*** Passage shown ***

Crustal recycling through intraplate magmatism: Evidence from the Trans-North China Orogen

The North China Craton (NCC) preserves the history of crustal growth and craton formation during the early Precambrian followed by extensive lithospheric thinning and craton destruction in the Mesozoic. Here we present evidence for magma mixing and mingling associated with the Mesozoic tectonic processes from the Central NCC, along the Trans-North China Orogen, a paleo suture along which the Eastern and Western Blocks were amalgamated at end of Paleoproterozoic. Our investigations focus on two granitoids – the Chiwawu and the Mapeng plutons. Typical signatures for the interaction of mafic and felsic magmas are observed in these plutons such as: (1) the presence of diorite enclaves; (2) flow structures; (3) schlierens; (4) varying degrees of hybridization; and (5) macro-, and micro-textures. Porphyritic feldspar crystals show numerous mineral inclusions as well as rapakivi and anti-rapakivi textures. We present bulk chemistry, zircon U–Pb geochronology and REE data, and Lu–Hf isotopes on the granitoids, diorite enclaves, and surrounding basement rocks to constrain the timing of intraplate magmatism and processes of interaction between felsic and mafic magmas. Our LA-ICP-MS zircon U–Pb data show that the pophyritic granodiorite was emplaced at 129.7 ± 1.0 Ma. The diorite enclaves within this granodiorite show identical ages (128.2 ± 1.5 Ma). The basement TTG (tonalite–trondhjemite–granodiorite) gneisses formed at ca. 2.5 Ga coinciding with the major period of crustal accretion in the NCC. The 1.85 Ga age from zircons in the gabbro with positive Hf isotope signature may be related to mantle magmatism during post-collisional extension following the assembly of the Western and Eastern Blocks of the NCC along the Trans-North China Orogen. Our Hf isotope data indicate that the Neoarchean–Paleoproterozoic basement rocks were derived from complex sources of both juvenile magmas and reworked ancient crust, whereas the magma source for the Mesozoic units are dominantly reworked basement rocks. Our study provides a window to intraplate magmatism triggered by mantle upwelling beneath a paleosuture in the North China Craton.

*** Supplied entries ***

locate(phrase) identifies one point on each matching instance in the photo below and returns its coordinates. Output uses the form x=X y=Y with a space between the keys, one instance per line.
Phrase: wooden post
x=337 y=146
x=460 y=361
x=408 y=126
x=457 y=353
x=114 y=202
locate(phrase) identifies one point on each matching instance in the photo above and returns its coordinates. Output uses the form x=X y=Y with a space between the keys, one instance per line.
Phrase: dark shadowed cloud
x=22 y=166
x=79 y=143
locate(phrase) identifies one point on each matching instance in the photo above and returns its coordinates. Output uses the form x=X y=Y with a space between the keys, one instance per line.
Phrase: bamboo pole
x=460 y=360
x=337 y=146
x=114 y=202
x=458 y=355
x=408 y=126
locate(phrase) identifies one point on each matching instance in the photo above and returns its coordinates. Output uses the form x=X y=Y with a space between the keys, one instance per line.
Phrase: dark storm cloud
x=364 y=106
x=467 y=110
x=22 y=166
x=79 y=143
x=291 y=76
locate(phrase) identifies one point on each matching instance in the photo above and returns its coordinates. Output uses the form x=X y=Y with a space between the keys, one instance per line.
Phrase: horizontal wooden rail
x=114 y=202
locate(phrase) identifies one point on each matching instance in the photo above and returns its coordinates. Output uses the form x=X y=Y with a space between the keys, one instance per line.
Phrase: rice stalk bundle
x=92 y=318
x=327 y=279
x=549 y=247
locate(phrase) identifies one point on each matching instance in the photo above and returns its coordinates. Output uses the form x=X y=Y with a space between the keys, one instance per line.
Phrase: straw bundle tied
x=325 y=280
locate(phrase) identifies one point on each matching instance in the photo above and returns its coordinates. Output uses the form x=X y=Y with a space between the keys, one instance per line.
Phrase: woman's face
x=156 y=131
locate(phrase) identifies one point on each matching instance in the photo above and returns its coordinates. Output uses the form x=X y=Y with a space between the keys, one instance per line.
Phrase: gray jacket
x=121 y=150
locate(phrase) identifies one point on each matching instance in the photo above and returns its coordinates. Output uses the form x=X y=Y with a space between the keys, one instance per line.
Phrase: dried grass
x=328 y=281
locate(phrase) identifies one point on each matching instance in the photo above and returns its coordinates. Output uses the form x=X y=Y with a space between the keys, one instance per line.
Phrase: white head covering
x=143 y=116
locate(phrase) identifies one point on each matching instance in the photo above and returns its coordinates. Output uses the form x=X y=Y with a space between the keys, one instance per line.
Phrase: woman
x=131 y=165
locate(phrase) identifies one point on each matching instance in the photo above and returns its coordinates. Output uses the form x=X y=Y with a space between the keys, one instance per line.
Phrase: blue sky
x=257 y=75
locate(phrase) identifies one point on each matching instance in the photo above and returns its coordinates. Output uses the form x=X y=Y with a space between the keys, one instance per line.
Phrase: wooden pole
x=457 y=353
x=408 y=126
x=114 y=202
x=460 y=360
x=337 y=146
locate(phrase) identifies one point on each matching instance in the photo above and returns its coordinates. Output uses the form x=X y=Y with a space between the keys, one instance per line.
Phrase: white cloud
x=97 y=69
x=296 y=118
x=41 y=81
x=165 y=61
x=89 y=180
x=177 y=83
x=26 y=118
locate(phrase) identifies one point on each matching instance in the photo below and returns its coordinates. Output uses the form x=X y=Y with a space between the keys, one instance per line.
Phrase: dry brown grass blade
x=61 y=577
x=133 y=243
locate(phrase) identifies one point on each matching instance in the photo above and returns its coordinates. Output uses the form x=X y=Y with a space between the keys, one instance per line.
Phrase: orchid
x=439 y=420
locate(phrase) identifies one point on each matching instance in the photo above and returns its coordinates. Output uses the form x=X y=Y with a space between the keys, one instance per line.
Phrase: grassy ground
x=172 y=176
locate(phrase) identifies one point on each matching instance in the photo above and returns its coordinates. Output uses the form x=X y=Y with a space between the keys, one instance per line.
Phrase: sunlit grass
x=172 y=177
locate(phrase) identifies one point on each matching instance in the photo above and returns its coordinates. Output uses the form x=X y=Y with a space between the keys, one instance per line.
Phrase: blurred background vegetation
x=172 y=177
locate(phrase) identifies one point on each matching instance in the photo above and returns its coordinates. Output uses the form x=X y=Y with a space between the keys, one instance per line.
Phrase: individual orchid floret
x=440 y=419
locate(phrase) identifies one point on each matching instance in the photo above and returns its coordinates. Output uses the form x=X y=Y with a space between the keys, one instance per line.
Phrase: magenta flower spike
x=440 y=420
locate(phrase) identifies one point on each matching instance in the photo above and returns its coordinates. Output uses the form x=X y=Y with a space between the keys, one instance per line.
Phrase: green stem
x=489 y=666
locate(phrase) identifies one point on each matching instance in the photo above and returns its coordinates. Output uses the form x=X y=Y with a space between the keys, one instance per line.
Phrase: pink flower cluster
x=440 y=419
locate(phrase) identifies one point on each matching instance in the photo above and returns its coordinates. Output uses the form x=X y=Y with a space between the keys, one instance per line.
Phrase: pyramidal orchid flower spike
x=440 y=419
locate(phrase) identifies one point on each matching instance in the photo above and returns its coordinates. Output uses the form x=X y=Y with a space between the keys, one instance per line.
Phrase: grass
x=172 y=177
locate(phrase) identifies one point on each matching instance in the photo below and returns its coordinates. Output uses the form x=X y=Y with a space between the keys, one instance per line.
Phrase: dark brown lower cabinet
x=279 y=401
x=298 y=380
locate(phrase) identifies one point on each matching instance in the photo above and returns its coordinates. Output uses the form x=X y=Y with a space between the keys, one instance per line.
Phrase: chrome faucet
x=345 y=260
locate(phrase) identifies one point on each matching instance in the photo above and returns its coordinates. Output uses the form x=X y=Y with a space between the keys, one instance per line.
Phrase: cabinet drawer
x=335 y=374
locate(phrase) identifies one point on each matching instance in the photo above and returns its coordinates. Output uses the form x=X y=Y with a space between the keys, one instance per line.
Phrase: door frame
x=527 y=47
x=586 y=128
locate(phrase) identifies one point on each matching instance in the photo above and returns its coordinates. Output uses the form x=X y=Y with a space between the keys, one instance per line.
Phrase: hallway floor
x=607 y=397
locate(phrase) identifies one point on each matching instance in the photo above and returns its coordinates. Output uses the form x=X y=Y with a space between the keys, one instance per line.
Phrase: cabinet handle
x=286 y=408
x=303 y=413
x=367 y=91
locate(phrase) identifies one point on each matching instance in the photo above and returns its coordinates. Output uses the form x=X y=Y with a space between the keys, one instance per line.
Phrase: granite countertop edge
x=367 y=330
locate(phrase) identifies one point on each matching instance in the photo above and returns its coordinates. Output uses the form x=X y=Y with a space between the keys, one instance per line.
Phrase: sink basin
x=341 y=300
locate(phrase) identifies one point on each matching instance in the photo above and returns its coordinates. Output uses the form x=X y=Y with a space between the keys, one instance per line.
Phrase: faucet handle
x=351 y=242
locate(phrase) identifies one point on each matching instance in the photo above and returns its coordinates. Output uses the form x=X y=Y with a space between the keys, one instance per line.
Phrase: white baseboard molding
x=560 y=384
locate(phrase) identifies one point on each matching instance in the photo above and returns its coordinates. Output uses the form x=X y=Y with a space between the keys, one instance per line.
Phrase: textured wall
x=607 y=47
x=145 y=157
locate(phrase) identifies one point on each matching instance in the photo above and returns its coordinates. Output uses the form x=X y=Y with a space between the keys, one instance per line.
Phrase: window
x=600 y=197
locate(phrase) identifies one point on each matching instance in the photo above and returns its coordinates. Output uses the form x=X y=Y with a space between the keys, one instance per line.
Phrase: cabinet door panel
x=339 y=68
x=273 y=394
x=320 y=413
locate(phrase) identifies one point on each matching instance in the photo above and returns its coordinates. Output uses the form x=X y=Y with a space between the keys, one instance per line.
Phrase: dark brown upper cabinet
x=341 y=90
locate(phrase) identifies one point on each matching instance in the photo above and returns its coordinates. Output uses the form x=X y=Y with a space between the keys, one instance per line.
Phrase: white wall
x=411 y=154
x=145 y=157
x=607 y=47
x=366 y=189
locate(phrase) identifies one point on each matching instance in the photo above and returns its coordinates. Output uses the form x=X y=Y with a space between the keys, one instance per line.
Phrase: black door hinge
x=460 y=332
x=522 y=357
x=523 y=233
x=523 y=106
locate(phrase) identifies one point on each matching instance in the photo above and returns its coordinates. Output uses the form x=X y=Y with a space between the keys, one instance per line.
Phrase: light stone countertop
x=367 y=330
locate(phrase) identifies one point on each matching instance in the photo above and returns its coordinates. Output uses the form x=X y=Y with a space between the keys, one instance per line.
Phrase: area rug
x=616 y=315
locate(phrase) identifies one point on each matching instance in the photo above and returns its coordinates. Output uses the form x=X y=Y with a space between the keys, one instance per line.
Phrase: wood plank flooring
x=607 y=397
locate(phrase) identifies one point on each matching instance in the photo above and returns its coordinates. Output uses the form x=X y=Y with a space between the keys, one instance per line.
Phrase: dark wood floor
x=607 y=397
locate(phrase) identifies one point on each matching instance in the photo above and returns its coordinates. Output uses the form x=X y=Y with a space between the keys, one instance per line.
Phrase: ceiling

***

Exercise instructions:
1 - Decide whether each statement below agrees with the passage on crustal recycling in the Trans-North China Orogen. Answer yes or no for each, and quote the words of the passage that settle it.
(a) The diorite enclaves are older than the granodiorite that hosts them.
(b) The basement TTG gneisses formed at about 2.5 Ga.
(c) The magma source for the Mesozoic units is mainly juvenile magma.
2 - Gather every line of the records that contains the word "spike".

Answers to the exercises:
1 -
(a) No: "The diorite enclaves within this granodiorite show identical ages (128.2 ± 1.5 Ma)."
(b) Yes: "The basement TTG (tonalite–trondhjemite–granodiorite) gneisses formed at ca. 2.5 Ga"
(c) No: "whereas the magma source for the Mesozoic units are dominantly reworked basement rocks"

2 -
Phrase: magenta flower spike
Phrase: pyramidal orchid flower spike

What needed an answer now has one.